==== Document text ====
Human alterations have occurred in different phases, including the period prior to industrialization. These changes have been studied through the archeological record of modern humans and their history. The evidence that classless societies, like foragers and trekkers, were able to change a landscape was a breakthrough in historical ecology and anthropology as a whole. Using an approach that combines history, ecology, and anthropology, a landscape's history can be observed and deduced through the traces of the various mechanisms that have altered it, anthropogenic or otherwise. Understanding the unique nature of every landscape, in addition to relations among landscapes, and the forms which comprise the landscape, is key to understanding historical ecology.

Human-mediated disturbance

Man-made irrigation canal

Homo sapiens have interacted with the environment throughout history, generating a long-lasting influence on landscapes worldwide. Humans sometimes actively change their landscapes, while at other times their actions alter landscapes through secondary effects. These changes are called human-mediated disturbances, and are effected through various mechanisms. These mechanisms vary; they may be detrimental in some cases, but advantageous in others.

Both destructive and at times constructive, anthropogenic fire is the most immediately visible human-mediated disturbance, and without it, many landscapes would become denatured. Humans have practiced controlled burns of forests globally for thousands of years, shaping landscapes in order to better fit their needs. They burned vegetation and forests to create space for crops, sometimes resulting in higher levels of species diversity. Today, in the absence of indigenous populations who once practiced controlled burns (most notably in North America and Australia), naturally ignited wildfires have increased. In addition, there has been destabilization of "ecosystem after ecosystem, and there is good documentation to suggest fire exclusion by Europeans has led to floral and faunal extinctions."

Biological invasions and the spread of pathogens and diseases are two mechanisms that spread both inadvertently and purposefully. Biological invasions begin with introductions of foreign species or biota into an already existing environment. They can be spread by stowaways on ships or even as weapons in warfare. In some cases a new species may wreak havoc on a landscape, causing the loss of native species and destruction of the landscape. In other cases, the new species may fill a previously empty niche, and play a positive role. The spread of new pathogens, viruses, and diseases rarely have any positive effects; new pathogens and viruses sometimes destroy populations lacking immunities to those diseases. Some pathogens have the ability to transfer from one species to another, and may be spread as a secondary effect of a biological invasion.
==== Listed records ====
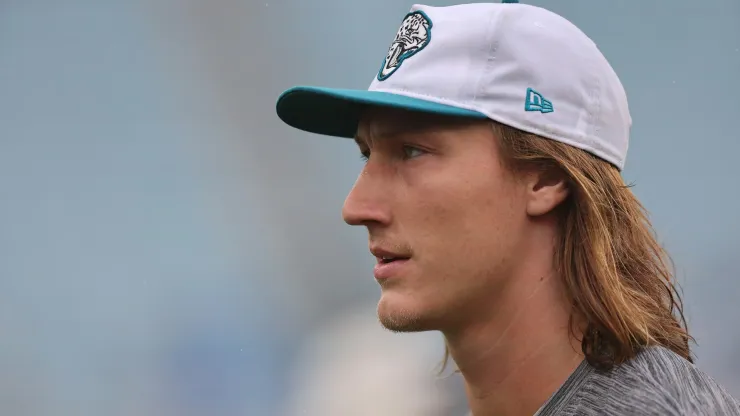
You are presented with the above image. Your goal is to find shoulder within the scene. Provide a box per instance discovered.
[568,347,740,416]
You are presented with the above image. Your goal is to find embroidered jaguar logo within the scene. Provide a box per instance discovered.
[378,11,432,81]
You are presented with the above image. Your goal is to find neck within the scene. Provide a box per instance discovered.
[444,268,583,416]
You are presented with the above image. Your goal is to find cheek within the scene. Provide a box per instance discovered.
[410,174,525,259]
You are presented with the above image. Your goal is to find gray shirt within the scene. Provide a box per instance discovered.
[535,347,740,416]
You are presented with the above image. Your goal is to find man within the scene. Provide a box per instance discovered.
[277,1,740,416]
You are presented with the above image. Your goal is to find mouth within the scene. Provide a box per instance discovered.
[376,257,410,264]
[370,247,411,280]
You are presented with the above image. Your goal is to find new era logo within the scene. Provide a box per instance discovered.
[524,88,555,113]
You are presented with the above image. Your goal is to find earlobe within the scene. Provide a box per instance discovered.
[527,171,570,217]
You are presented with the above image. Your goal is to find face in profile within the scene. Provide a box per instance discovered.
[342,109,528,331]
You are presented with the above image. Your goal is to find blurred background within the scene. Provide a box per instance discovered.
[0,0,740,416]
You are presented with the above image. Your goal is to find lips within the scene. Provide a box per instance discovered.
[370,247,411,280]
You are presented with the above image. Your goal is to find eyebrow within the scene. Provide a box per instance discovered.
[354,125,415,146]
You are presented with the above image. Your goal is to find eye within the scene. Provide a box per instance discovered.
[403,145,426,159]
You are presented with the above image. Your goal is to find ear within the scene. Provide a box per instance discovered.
[527,168,570,217]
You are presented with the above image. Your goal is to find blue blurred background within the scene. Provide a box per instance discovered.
[0,0,740,416]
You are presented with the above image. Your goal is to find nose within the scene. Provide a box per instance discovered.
[342,163,391,227]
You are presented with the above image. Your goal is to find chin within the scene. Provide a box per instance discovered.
[378,293,436,332]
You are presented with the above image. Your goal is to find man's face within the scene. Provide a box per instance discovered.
[342,110,528,331]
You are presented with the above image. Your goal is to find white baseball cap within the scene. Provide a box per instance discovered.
[277,0,632,170]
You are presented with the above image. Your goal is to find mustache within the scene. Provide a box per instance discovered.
[368,237,412,254]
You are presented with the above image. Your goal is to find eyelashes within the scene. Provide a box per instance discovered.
[360,144,429,162]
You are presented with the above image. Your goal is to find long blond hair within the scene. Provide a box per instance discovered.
[442,123,693,370]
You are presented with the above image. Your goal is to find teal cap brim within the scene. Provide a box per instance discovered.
[277,87,487,138]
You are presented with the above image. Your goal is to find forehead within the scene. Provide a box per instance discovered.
[355,107,475,141]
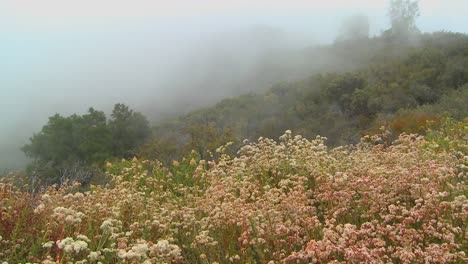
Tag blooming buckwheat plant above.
[0,127,468,263]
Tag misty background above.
[0,0,468,172]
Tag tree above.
[389,0,419,37]
[109,103,151,158]
[337,14,370,41]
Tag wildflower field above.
[0,122,468,263]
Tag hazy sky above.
[0,0,468,168]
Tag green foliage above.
[426,118,468,156]
[141,32,468,164]
[22,104,150,185]
[108,104,151,158]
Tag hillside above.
[142,32,468,164]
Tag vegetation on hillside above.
[141,32,468,164]
[22,104,151,185]
[0,120,468,263]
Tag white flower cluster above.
[57,237,88,254]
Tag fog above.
[0,0,468,172]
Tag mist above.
[0,0,468,172]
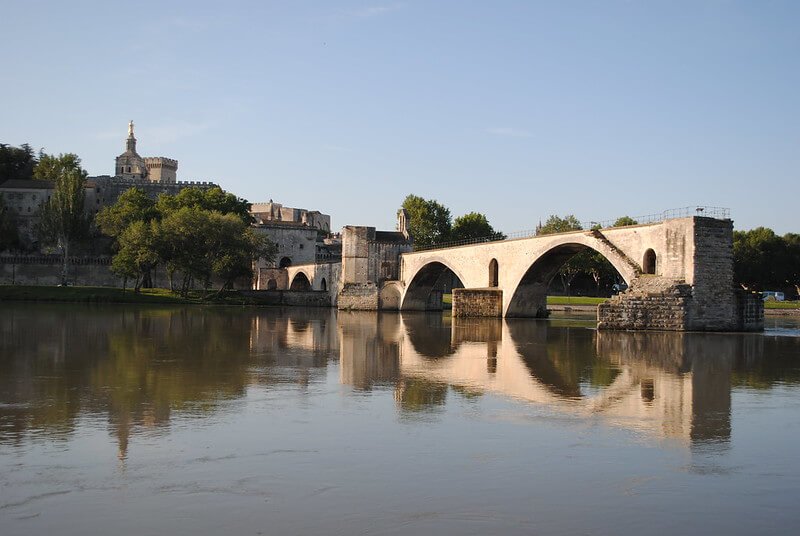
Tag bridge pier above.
[453,288,503,318]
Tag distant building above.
[250,199,331,233]
[115,121,178,184]
[0,121,217,249]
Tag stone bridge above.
[394,216,763,331]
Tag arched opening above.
[402,262,464,311]
[378,284,400,311]
[489,259,499,287]
[506,243,624,318]
[289,272,311,291]
[642,249,656,274]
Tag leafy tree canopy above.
[403,194,452,246]
[0,143,38,184]
[95,188,158,238]
[0,195,19,251]
[33,153,86,182]
[450,212,505,240]
[536,214,583,234]
[156,186,253,224]
[34,154,89,283]
[613,216,639,227]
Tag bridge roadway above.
[398,217,692,317]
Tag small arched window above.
[642,249,656,274]
[489,259,499,287]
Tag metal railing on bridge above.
[414,206,731,251]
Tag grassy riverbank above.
[0,285,251,305]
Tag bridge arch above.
[289,271,311,291]
[488,259,500,287]
[400,257,464,311]
[504,237,640,317]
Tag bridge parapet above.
[400,216,758,330]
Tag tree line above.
[402,194,505,247]
[0,145,276,295]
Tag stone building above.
[0,121,217,249]
[115,121,178,184]
[250,199,331,233]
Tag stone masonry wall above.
[453,288,503,318]
[687,217,738,331]
[337,283,378,311]
[597,276,692,331]
[736,290,764,331]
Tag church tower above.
[114,121,148,180]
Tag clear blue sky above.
[0,0,800,233]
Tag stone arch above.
[505,241,634,317]
[489,259,500,287]
[289,272,311,291]
[400,260,464,311]
[642,249,658,275]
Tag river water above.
[0,303,800,536]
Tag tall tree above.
[450,212,505,240]
[0,195,19,251]
[111,220,160,292]
[0,143,37,184]
[536,214,583,235]
[156,186,254,224]
[95,188,158,239]
[403,194,452,247]
[34,154,89,284]
[33,153,83,182]
[613,216,639,227]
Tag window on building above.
[642,249,656,274]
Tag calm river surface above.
[0,303,800,536]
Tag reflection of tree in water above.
[0,305,335,456]
[394,378,447,413]
[403,313,455,358]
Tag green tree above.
[0,195,19,251]
[612,216,639,227]
[450,212,505,240]
[0,143,38,184]
[95,188,159,239]
[210,216,277,292]
[536,214,583,235]
[111,220,159,292]
[34,154,89,284]
[33,153,85,182]
[403,194,452,247]
[156,186,254,224]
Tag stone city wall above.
[0,255,252,290]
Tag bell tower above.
[114,121,148,181]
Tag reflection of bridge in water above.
[339,314,762,443]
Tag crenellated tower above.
[114,121,148,180]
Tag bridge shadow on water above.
[0,304,800,458]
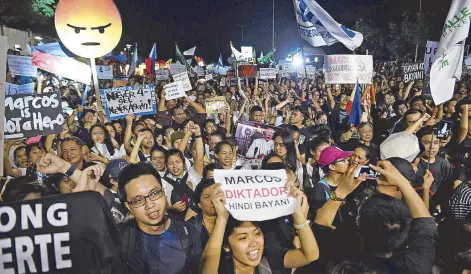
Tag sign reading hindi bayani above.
[0,191,120,273]
[214,169,296,221]
[401,62,425,83]
[325,55,373,84]
[4,93,65,139]
[100,85,157,120]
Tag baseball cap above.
[103,159,129,180]
[318,146,352,166]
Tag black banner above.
[5,93,65,139]
[0,192,120,273]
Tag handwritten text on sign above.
[214,169,296,221]
[8,55,38,77]
[325,55,373,84]
[100,85,157,120]
[5,93,65,139]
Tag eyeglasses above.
[128,189,164,208]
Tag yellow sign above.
[55,0,123,58]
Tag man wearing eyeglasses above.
[38,154,202,274]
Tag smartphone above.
[355,166,380,179]
[433,121,451,140]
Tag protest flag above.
[230,41,242,61]
[430,0,471,105]
[128,43,137,77]
[258,48,276,64]
[183,46,196,56]
[347,80,362,126]
[218,53,224,67]
[293,0,363,50]
[175,43,191,71]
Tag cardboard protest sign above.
[155,69,170,81]
[205,96,227,114]
[325,55,373,84]
[401,62,425,83]
[5,83,35,95]
[5,93,65,139]
[113,78,128,88]
[0,191,121,273]
[100,85,157,120]
[239,65,257,77]
[235,122,275,159]
[31,51,92,85]
[8,55,38,77]
[260,68,277,79]
[170,64,186,75]
[96,66,113,80]
[214,169,296,221]
[164,81,186,101]
[424,41,440,73]
[172,71,192,91]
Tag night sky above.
[44,0,451,62]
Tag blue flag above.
[348,79,362,126]
[218,53,224,67]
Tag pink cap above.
[318,146,353,166]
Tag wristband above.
[294,220,311,230]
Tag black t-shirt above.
[128,220,202,274]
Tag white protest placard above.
[214,169,296,222]
[155,69,169,81]
[325,55,373,84]
[170,64,186,75]
[260,68,277,79]
[8,55,38,77]
[5,83,35,95]
[164,81,186,101]
[204,74,213,81]
[96,66,113,80]
[100,85,157,120]
[424,41,440,73]
[172,72,192,91]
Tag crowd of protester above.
[1,56,471,274]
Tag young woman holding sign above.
[200,181,319,274]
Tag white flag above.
[293,0,363,50]
[430,0,471,105]
[183,47,196,56]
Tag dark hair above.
[273,130,297,172]
[89,123,115,156]
[214,140,234,154]
[193,178,215,203]
[203,163,216,179]
[118,162,162,203]
[359,194,411,254]
[2,176,48,203]
[165,148,185,166]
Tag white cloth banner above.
[8,55,38,77]
[293,0,363,50]
[5,82,35,95]
[424,41,440,73]
[430,0,471,105]
[170,64,186,75]
[214,169,296,222]
[325,55,373,84]
[260,68,277,79]
[164,81,186,101]
[172,72,192,91]
[96,66,113,80]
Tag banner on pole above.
[325,55,373,84]
[96,66,113,80]
[100,85,157,120]
[8,55,38,77]
[214,169,296,221]
[5,93,65,139]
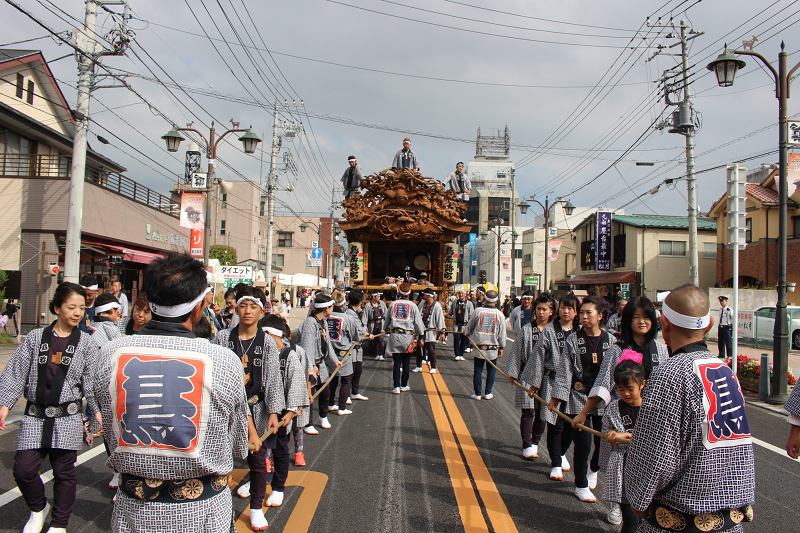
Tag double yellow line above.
[422,372,518,533]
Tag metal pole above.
[265,98,280,294]
[63,0,97,282]
[534,196,550,291]
[37,242,47,328]
[766,42,789,405]
[203,125,217,268]
[681,20,700,286]
[512,167,517,293]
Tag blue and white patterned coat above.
[0,328,98,450]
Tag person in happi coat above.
[548,296,613,502]
[520,294,580,481]
[262,315,308,512]
[0,282,102,533]
[78,275,100,333]
[506,292,555,459]
[320,290,364,416]
[464,290,506,400]
[342,155,364,200]
[508,291,536,335]
[383,283,425,394]
[297,292,342,433]
[364,291,387,361]
[211,285,285,531]
[600,349,647,533]
[413,287,445,374]
[606,298,628,338]
[94,252,261,533]
[347,289,375,404]
[573,296,669,427]
[624,285,756,533]
[447,289,475,361]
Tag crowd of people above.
[0,250,780,533]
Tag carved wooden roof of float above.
[339,168,471,243]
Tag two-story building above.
[709,165,800,305]
[556,214,717,301]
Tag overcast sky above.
[0,0,800,224]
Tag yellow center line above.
[422,372,489,533]
[422,373,517,533]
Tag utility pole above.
[262,98,281,294]
[681,20,700,287]
[261,96,303,296]
[647,19,704,286]
[64,0,130,283]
====
About this exercise:
Carry on the historical ecology passage from its last sentence. What comes next?

Response box:
Other mechanisms of human-mediated disturbances include water management and soil management. In Mediterranean Europe, these have been recognized as ways of landscape alteration since the Roman Empire. Cicero noted that through fertilization, irrigation, and other activities, humans had essentially created a second world. At present, fertilization yields larger, more productive harvests of crops, but also has had adverse effects on many landscapes, such as decreasing the diversity of plant species and adding pollutants to soils.

Anthropogenic fire

Anthropogenic fire is a mechanism of human-mediated disturbance, defined within historical ecology as a means of altering the landscape in a way that better suits human needs. The most common form of anthropogenic fire is controlled burns, or broadcast burning, which people have employed for thousands of years. Forest fires and burning tend to carry negative connotations, yet controlled burns can have a favorable impact on landscape diversity, formation, and protection.

Broadcast burning alters the biota of a landscape. The immediate effect of a forest fire is a decrease in diversity. This negative impact associated with broadcast burning, however, is only temporary. Cycles of burning will allow the landscape to gradually increase in diversity. The time required for this change is dependent on the intensity, frequency, timing, and size of the controlled burns. After a few cycles, however, diversity increases. The adaptation to fire has shaped many of Earth's landscapes.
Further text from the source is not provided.